(begin)

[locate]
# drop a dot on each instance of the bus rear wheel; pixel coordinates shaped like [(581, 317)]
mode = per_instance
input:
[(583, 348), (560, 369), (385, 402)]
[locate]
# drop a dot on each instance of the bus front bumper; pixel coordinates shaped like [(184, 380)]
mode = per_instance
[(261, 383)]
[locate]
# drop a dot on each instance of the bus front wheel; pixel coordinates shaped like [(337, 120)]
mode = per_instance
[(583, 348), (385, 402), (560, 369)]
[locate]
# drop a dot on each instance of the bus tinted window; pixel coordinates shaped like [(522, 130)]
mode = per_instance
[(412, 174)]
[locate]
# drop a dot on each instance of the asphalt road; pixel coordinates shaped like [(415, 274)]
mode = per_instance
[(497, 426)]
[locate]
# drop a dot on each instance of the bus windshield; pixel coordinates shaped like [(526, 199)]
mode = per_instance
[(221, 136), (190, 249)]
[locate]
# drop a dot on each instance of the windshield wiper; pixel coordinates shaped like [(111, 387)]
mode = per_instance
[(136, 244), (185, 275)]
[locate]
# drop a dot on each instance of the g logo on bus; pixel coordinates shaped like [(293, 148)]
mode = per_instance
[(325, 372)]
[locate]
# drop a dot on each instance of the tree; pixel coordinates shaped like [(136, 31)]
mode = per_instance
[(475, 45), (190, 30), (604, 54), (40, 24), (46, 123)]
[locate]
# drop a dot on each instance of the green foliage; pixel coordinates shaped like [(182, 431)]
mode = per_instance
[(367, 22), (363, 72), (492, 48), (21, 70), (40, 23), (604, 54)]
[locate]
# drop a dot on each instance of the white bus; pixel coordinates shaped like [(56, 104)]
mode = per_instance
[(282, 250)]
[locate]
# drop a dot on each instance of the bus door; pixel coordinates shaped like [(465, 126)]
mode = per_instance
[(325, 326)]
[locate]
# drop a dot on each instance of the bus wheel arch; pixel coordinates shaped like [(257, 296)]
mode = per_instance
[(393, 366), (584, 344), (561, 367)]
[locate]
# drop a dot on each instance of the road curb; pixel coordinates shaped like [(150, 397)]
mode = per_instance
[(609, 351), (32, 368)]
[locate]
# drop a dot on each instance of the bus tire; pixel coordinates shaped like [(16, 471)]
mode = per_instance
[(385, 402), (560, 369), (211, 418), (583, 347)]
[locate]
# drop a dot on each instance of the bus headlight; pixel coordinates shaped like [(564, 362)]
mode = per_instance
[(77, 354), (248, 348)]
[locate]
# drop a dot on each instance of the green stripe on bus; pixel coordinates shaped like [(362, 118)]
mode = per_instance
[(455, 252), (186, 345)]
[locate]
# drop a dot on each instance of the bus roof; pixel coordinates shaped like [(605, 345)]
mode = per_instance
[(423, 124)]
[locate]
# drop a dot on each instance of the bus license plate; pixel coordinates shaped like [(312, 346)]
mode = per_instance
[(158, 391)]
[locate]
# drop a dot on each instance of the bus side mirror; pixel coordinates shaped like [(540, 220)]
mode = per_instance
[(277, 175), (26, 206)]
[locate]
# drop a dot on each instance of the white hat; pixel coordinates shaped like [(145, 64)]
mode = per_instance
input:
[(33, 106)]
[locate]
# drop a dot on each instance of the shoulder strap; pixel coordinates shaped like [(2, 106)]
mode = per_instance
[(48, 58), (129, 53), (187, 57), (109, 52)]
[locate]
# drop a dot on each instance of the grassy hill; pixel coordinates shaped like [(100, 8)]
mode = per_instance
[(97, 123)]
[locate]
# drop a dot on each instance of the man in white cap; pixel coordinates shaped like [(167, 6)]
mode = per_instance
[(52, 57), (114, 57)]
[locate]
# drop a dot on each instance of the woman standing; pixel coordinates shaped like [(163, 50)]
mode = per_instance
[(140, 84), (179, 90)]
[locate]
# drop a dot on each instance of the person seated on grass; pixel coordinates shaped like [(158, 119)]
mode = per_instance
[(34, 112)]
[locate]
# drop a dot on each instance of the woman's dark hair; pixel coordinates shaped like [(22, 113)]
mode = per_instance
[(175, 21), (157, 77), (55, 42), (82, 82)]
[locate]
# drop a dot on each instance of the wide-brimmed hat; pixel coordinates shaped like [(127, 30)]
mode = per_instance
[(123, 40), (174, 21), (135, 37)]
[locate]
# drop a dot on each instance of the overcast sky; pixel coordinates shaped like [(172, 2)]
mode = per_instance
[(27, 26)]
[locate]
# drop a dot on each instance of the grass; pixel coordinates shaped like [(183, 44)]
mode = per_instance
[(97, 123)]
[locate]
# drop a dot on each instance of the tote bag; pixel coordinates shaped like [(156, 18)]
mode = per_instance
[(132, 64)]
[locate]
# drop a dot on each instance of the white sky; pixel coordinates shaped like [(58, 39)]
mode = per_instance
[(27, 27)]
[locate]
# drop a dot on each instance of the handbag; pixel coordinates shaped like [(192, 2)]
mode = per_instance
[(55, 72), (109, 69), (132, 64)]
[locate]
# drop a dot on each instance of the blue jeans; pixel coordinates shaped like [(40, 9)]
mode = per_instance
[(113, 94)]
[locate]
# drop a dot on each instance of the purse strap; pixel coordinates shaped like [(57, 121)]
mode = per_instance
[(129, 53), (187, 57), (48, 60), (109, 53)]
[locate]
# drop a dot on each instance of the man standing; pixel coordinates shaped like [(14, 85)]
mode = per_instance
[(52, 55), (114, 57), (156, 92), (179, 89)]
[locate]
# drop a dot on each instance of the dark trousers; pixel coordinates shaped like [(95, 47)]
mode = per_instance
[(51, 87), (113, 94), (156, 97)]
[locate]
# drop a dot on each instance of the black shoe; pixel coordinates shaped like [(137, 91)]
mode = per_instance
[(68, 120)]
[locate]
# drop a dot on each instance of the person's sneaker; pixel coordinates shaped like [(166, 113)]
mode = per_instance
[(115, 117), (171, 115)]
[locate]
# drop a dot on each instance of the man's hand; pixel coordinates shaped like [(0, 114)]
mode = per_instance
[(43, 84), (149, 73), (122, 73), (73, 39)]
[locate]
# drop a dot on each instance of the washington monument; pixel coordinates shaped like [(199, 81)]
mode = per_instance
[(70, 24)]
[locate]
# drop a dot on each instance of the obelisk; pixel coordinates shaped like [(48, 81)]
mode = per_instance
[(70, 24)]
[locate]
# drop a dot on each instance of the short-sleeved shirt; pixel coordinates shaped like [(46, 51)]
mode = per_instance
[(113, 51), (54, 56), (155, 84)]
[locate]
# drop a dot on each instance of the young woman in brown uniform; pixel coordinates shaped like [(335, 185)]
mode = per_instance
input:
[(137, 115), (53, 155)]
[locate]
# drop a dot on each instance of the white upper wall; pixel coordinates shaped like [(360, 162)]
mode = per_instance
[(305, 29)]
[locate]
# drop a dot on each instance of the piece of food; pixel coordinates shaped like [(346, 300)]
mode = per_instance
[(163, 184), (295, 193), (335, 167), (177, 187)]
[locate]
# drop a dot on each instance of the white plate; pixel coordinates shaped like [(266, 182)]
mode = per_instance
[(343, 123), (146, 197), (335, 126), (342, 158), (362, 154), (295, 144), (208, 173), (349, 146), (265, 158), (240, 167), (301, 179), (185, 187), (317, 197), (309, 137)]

(end)

--- Instructions to follow ---
Switch "bumper" to "grille" in the stretch of the records from their start through the line containing "[(583, 348), (385, 402), (560, 369)]", and reproduce only those lines with nothing else altered.

--- Answer for the task ---
[locate]
# drop a dot on each instance of the bus rear wheel; pixel coordinates shaped like [(581, 317)]
mode = per_instance
input:
[(583, 348), (560, 369), (385, 402)]
[locate]
# drop a dot on each instance of the bus front grille; pixel coordinates shaped like [(184, 380)]
mode = per_instance
[(261, 383)]
[locate]
# drop a dot on each instance of the bus front wheel; pixel coordinates shaped like [(337, 120)]
mode = per_instance
[(583, 348), (385, 402), (560, 369)]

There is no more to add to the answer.